**WHAT IS ASKED**
Copy out the lines of every record below word for word, leaving out the pictures.

Data records:
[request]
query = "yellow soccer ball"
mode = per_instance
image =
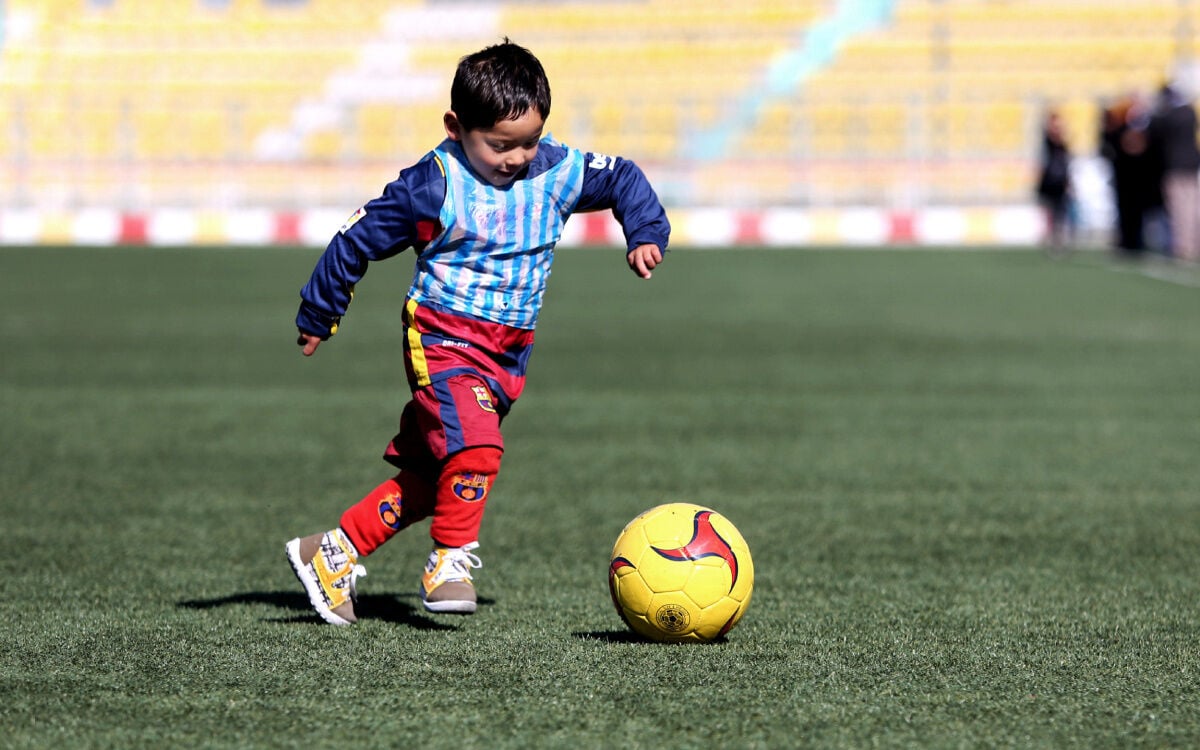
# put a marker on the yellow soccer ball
(681, 573)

**ANSWER TO THE TASK**
[request]
query = "yellow soccer ball"
mode = per_instance
image =
# put a marker on the yellow soccer ball
(681, 573)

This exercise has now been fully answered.